Your objective:
Give back the whole listing word for word and skip each picture.

= = = =

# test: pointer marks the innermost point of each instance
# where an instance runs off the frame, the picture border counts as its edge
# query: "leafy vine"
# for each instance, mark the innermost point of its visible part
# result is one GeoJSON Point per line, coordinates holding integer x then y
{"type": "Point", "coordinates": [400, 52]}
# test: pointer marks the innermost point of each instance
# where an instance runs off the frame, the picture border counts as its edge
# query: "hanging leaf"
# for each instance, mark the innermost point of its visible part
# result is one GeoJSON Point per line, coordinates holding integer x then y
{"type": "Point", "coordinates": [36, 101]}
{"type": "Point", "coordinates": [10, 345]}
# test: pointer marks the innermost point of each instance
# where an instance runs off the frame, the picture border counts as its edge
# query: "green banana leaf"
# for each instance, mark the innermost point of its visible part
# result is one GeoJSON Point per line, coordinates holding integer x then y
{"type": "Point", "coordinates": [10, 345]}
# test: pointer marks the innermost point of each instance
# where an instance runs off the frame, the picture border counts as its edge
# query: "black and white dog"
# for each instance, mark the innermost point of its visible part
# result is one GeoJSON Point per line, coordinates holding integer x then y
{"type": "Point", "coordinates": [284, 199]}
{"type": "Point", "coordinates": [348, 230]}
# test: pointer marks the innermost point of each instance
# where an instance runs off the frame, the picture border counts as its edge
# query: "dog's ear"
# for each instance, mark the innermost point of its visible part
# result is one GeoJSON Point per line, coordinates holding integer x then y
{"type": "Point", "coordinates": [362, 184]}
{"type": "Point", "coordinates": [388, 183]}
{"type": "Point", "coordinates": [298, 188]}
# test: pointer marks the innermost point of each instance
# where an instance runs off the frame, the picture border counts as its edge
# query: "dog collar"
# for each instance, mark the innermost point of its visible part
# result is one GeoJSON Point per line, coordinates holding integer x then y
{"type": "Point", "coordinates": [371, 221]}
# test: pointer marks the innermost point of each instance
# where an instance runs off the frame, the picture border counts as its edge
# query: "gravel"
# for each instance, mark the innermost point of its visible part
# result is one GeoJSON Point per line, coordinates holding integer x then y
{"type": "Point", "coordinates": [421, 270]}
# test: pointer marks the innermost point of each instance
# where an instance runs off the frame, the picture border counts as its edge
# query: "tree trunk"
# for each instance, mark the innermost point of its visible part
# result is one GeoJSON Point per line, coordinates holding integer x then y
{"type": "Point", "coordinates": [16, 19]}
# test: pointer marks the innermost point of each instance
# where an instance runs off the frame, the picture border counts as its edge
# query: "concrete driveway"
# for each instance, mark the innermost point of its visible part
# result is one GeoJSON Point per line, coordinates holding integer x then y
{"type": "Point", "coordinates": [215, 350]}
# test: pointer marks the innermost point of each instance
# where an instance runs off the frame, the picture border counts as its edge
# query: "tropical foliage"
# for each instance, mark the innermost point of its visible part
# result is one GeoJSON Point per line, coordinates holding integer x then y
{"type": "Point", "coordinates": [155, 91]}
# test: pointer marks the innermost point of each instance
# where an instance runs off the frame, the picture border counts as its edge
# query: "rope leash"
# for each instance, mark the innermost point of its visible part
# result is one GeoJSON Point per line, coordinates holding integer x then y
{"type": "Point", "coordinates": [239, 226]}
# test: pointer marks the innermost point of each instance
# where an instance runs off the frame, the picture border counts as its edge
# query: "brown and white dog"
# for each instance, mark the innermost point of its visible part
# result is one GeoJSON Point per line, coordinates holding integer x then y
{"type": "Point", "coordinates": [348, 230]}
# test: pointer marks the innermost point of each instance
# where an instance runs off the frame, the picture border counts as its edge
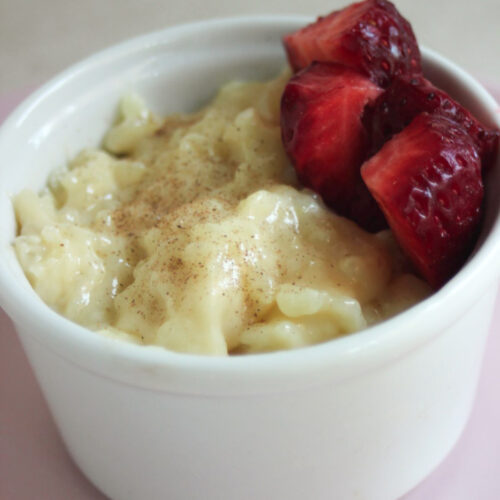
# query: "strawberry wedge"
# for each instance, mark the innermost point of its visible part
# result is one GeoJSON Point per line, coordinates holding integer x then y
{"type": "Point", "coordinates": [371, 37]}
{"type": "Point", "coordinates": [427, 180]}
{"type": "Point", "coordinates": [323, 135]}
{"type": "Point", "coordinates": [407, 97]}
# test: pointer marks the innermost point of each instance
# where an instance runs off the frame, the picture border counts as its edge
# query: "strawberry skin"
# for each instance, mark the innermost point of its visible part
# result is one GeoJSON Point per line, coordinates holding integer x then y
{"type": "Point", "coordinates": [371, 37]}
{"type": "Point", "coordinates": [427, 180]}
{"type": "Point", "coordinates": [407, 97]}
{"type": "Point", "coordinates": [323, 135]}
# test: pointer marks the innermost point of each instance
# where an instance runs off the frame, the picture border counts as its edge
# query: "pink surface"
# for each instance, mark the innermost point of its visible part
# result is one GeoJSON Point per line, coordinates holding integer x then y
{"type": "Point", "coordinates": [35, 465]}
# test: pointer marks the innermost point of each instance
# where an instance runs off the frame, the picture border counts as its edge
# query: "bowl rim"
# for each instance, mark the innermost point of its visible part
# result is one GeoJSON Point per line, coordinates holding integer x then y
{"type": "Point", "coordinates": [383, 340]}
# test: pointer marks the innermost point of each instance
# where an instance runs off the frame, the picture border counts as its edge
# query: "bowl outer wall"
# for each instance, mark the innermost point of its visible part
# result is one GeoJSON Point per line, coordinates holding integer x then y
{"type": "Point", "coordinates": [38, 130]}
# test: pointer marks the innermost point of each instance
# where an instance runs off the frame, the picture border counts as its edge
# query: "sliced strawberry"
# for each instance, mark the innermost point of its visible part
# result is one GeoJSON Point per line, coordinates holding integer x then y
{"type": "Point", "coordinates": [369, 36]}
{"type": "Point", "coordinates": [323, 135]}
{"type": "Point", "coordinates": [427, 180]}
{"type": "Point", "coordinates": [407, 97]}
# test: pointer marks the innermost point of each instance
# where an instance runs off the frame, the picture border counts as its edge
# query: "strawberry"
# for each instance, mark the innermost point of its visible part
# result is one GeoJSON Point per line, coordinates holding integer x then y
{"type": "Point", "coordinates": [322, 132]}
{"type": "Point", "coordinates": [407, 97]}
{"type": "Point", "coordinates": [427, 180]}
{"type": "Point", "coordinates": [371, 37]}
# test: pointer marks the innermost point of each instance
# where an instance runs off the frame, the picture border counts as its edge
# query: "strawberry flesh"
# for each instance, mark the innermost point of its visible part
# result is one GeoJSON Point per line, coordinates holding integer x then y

= = = =

Answer section:
# test: pointer marks the innermost point of each instance
# where an instance runs off the frame, the picture border counts as its edge
# query: "leafy vine"
# for each instance, mark the innermost point of its visible part
# result is one GeoJSON Point per line, coordinates holding integer x then y
{"type": "Point", "coordinates": [400, 52]}
# test: pointer marks the innermost point of each instance
# where an instance runs off the frame, the picture border counts as its edge
# query: "hanging leaf"
# for each instance, mark the innermost point of its visible part
# result is one GeoJSON Point per line, coordinates holding integer x then y
{"type": "Point", "coordinates": [36, 101]}
{"type": "Point", "coordinates": [10, 345]}
# test: pointer marks the innermost point of each instance
# where an instance runs off the frame, the picture border counts as its edge
# query: "green banana leaf"
# for each instance, mark the innermost point of its visible part
# result is one GeoJSON Point per line, coordinates holding integer x then y
{"type": "Point", "coordinates": [10, 345]}
# test: pointer marks the innermost point of each instance
# where an instance runs off the frame, the picture border counts as its edge
# query: "black and white dog"
# for each instance, mark the innermost point of its visible part
# result is one GeoJSON Point per line, coordinates holding integer x then y
{"type": "Point", "coordinates": [284, 199]}
{"type": "Point", "coordinates": [348, 230]}
# test: pointer marks the innermost point of each instance
# where an instance runs off the frame, the picture border counts as its edge
# query: "dog's ear"
# for each instance, mark the innermost point of its visible part
# result is one GeoJSON Point per line, coordinates holding integer x then y
{"type": "Point", "coordinates": [362, 184]}
{"type": "Point", "coordinates": [388, 183]}
{"type": "Point", "coordinates": [298, 188]}
# test: pointer marks the innermost point of each instance
# where an instance runs off the frame, the picture border counts as its edge
# query: "dog collar"
# for each instance, mark the innermost point of its visible part
# result is one GeoJSON Point per line, coordinates holding integer x then y
{"type": "Point", "coordinates": [371, 221]}
# test: pointer marks the innermost point of each instance
# where an instance runs off the frame, the picture border counts as its edge
# query: "gravel"
# for each instance, mark the innermost point of its visible part
# result is one GeoJSON Point per line, coordinates holding integer x then y
{"type": "Point", "coordinates": [421, 270]}
# test: pointer marks the innermost point of each instance
# where an instance runs off the frame, the picture border counts as its edge
# query: "tree trunk"
# for each instance, mark the innermost point of its visible part
# result is one GeoJSON Point per line, coordinates holding integer x then y
{"type": "Point", "coordinates": [16, 19]}
# test: pointer marks the innermost point of each instance
# where an instance runs off the frame, the picture border counts as its edge
# query: "concrete driveway"
# for each instance, mark the innermost point of its visible part
# result is one GeoJSON Point per line, coordinates holding integer x then y
{"type": "Point", "coordinates": [215, 350]}
# test: pointer marks the innermost point of each instance
# where an instance runs off the frame, the picture border counts as its edge
# query: "tropical foliage"
# for each instance, mark the innermost point of its visible part
# result is one GeoJSON Point per line, coordinates holding integer x then y
{"type": "Point", "coordinates": [155, 91]}
# test: pointer marks the innermost point of each instance
# where an instance runs off the frame, the picture border counts as its edge
# query: "rope leash"
# for each instance, mark the innermost point of its visible part
# result is one GeoJSON Point per line, coordinates holding integer x then y
{"type": "Point", "coordinates": [239, 226]}
# test: pointer marks the innermost point of each instance
# where an instance runs off the frame, the picture border counts as its edge
# query: "brown and white dog"
# for each instance, mark the innermost point of its visible part
# result is one GeoJSON Point per line, coordinates holding integer x then y
{"type": "Point", "coordinates": [348, 230]}
# test: pointer marks the innermost point of each instance
# where an instance runs off the frame, the picture border counts as its edge
# query: "strawberry wedge"
# for each instance, mark the innermost point of its visible part
# result is one GeoJSON Point per line, coordinates holding integer x then y
{"type": "Point", "coordinates": [371, 37]}
{"type": "Point", "coordinates": [427, 180]}
{"type": "Point", "coordinates": [323, 135]}
{"type": "Point", "coordinates": [407, 97]}
# test: pointer marks the innermost point of each instance
# where an instance runs off the frame, the picture border counts as its edge
# query: "strawberry skin"
# for each instance, mark the innermost point of its visible part
# result is one GeoJSON Point per line, coordinates holding integer x then y
{"type": "Point", "coordinates": [371, 37]}
{"type": "Point", "coordinates": [427, 180]}
{"type": "Point", "coordinates": [407, 97]}
{"type": "Point", "coordinates": [323, 135]}
# test: pointer marks the innermost point of each instance
# where an instance runs off the frame, the picture border counts as its edge
# query: "pink surface"
# for each instance, mark the innermost point of its visible part
# result is one GeoJSON Point per line, coordinates holding integer x then y
{"type": "Point", "coordinates": [35, 465]}
# test: pointer marks the innermost point of each instance
# where an instance runs off the frame, the picture border counts as its edge
# query: "bowl rim"
# for each instance, mark the innermost point of its visible part
# result is one GeoJSON Point per line, coordinates holding integer x then y
{"type": "Point", "coordinates": [383, 340]}
# test: pointer marks the innermost point of each instance
# where an instance runs off the frame, the picture border counts as its edge
# query: "bowl outer wall"
# for each instance, mark the innermost point of its visible part
# result is one GeoJSON Point per line, coordinates holding integer x then y
{"type": "Point", "coordinates": [38, 130]}
# test: pointer marks the innermost point of each instance
# where an instance runs off the frame, the picture border counts as its edge
# query: "sliced strawberry"
# for each instance, mark the innermost point of its visible part
# result is one GeoJSON Point per line, coordinates holding integer x then y
{"type": "Point", "coordinates": [369, 36]}
{"type": "Point", "coordinates": [323, 135]}
{"type": "Point", "coordinates": [427, 180]}
{"type": "Point", "coordinates": [407, 97]}
# test: pointer marks the innermost point of each instance
# where an instance runs off the frame, the picture border counts as its edge
# query: "strawberry"
# for each instance, mark the innermost point of its visible part
# result is one GeoJSON Point per line, coordinates holding integer x then y
{"type": "Point", "coordinates": [322, 132]}
{"type": "Point", "coordinates": [407, 97]}
{"type": "Point", "coordinates": [427, 180]}
{"type": "Point", "coordinates": [371, 37]}
# test: pointer marks the innermost point of each instance
# where an instance runs off the frame, the picture border counts as its edge
# query: "strawberry flesh"
# for each instance, mark the innermost point of its visible part
# result is one GeoJSON Point per line, coordinates holding integer x then y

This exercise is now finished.